**PROBLEM**
Every line of the data below that holds the string "church" needs to be reported.

Referring expression grounding data:

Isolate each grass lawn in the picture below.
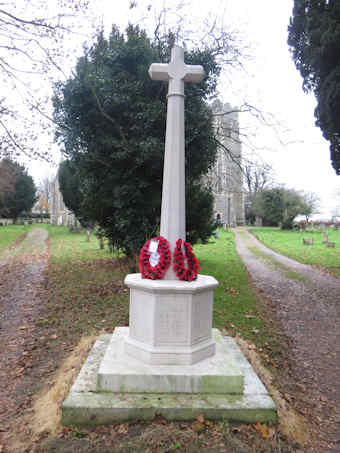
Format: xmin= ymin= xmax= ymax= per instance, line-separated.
xmin=40 ymin=225 xmax=129 ymax=346
xmin=0 ymin=223 xmax=33 ymax=252
xmin=249 ymin=227 xmax=340 ymax=275
xmin=41 ymin=226 xmax=280 ymax=357
xmin=47 ymin=224 xmax=114 ymax=262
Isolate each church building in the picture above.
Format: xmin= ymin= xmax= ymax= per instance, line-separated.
xmin=49 ymin=176 xmax=77 ymax=227
xmin=207 ymin=101 xmax=245 ymax=227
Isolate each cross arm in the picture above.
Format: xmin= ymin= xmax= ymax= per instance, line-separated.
xmin=148 ymin=63 xmax=170 ymax=81
xmin=183 ymin=65 xmax=205 ymax=83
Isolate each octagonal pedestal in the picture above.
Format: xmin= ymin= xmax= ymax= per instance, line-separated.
xmin=124 ymin=274 xmax=218 ymax=365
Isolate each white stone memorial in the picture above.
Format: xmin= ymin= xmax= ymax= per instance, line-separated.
xmin=122 ymin=46 xmax=218 ymax=367
xmin=62 ymin=45 xmax=276 ymax=425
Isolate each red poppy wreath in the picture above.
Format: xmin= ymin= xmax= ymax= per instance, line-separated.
xmin=173 ymin=238 xmax=199 ymax=281
xmin=139 ymin=236 xmax=171 ymax=280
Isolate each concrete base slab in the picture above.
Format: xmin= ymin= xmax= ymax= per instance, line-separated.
xmin=62 ymin=332 xmax=277 ymax=425
xmin=98 ymin=328 xmax=243 ymax=394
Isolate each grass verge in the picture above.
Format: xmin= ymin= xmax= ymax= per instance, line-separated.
xmin=0 ymin=224 xmax=33 ymax=253
xmin=40 ymin=225 xmax=129 ymax=348
xmin=248 ymin=246 xmax=309 ymax=281
xmin=249 ymin=227 xmax=340 ymax=275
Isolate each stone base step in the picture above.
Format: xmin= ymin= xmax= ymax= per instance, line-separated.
xmin=62 ymin=332 xmax=277 ymax=425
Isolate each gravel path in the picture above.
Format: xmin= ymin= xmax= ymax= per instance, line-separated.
xmin=0 ymin=229 xmax=49 ymax=430
xmin=234 ymin=228 xmax=340 ymax=453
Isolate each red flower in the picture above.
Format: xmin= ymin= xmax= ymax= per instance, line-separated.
xmin=139 ymin=236 xmax=171 ymax=280
xmin=173 ymin=239 xmax=199 ymax=281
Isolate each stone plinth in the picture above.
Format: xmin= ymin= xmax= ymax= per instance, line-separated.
xmin=123 ymin=274 xmax=218 ymax=365
xmin=98 ymin=328 xmax=243 ymax=394
xmin=62 ymin=332 xmax=277 ymax=425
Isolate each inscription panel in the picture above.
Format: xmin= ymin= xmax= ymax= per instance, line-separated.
xmin=129 ymin=289 xmax=154 ymax=344
xmin=192 ymin=292 xmax=213 ymax=343
xmin=155 ymin=295 xmax=189 ymax=345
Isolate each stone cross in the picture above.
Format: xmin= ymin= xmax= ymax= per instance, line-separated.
xmin=149 ymin=46 xmax=205 ymax=279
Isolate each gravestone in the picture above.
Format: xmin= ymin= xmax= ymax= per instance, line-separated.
xmin=62 ymin=45 xmax=276 ymax=425
xmin=322 ymin=232 xmax=328 ymax=244
xmin=303 ymin=238 xmax=313 ymax=246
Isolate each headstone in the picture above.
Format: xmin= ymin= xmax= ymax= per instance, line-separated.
xmin=303 ymin=238 xmax=313 ymax=246
xmin=322 ymin=232 xmax=328 ymax=243
xmin=326 ymin=242 xmax=335 ymax=248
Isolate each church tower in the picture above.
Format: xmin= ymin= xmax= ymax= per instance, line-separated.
xmin=207 ymin=101 xmax=245 ymax=227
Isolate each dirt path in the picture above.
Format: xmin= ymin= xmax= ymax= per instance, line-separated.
xmin=0 ymin=229 xmax=49 ymax=445
xmin=234 ymin=228 xmax=340 ymax=453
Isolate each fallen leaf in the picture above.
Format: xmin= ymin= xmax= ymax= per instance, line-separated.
xmin=118 ymin=424 xmax=128 ymax=434
xmin=196 ymin=413 xmax=205 ymax=423
xmin=254 ymin=422 xmax=273 ymax=439
xmin=192 ymin=422 xmax=204 ymax=433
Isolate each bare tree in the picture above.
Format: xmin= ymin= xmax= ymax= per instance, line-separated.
xmin=243 ymin=160 xmax=274 ymax=196
xmin=242 ymin=158 xmax=275 ymax=224
xmin=0 ymin=0 xmax=92 ymax=161
xmin=299 ymin=191 xmax=320 ymax=223
xmin=37 ymin=175 xmax=53 ymax=205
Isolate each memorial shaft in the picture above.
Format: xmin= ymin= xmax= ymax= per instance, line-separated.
xmin=160 ymin=75 xmax=186 ymax=279
xmin=149 ymin=45 xmax=204 ymax=279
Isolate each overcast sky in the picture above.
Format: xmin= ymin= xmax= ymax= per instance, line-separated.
xmin=28 ymin=0 xmax=340 ymax=218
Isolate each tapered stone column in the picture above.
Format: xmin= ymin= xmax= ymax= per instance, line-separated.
xmin=149 ymin=46 xmax=205 ymax=279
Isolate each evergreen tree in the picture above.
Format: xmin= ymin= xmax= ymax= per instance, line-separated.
xmin=288 ymin=0 xmax=340 ymax=174
xmin=0 ymin=159 xmax=36 ymax=220
xmin=254 ymin=187 xmax=308 ymax=229
xmin=58 ymin=160 xmax=84 ymax=223
xmin=53 ymin=26 xmax=219 ymax=256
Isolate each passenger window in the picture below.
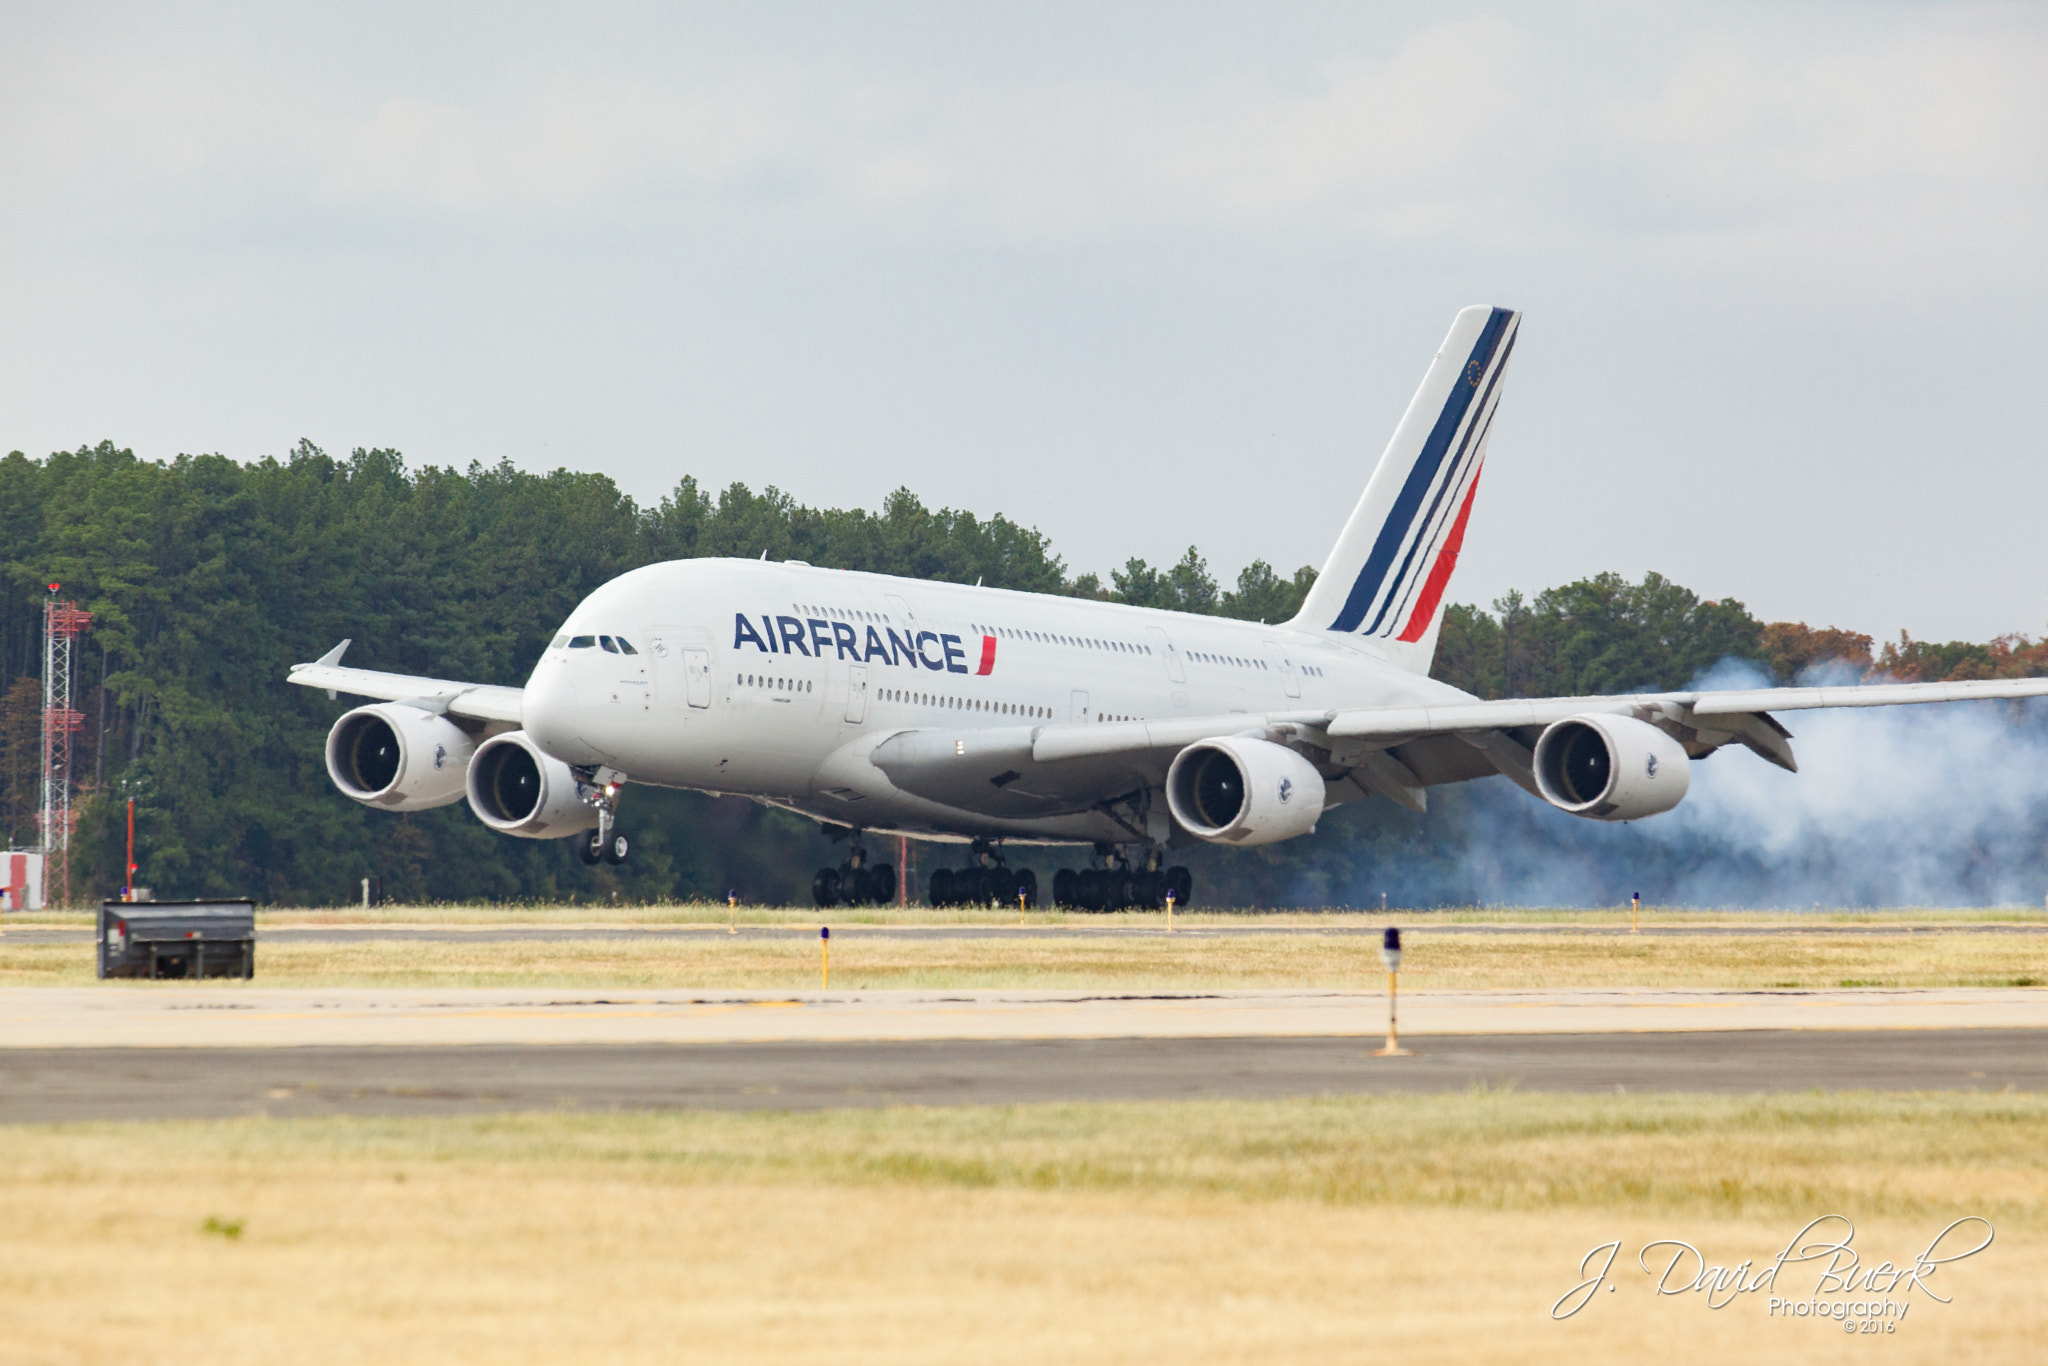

**OUTPUT**
Isolate each church building in the picture above.
Isolate each church tower in the picture above.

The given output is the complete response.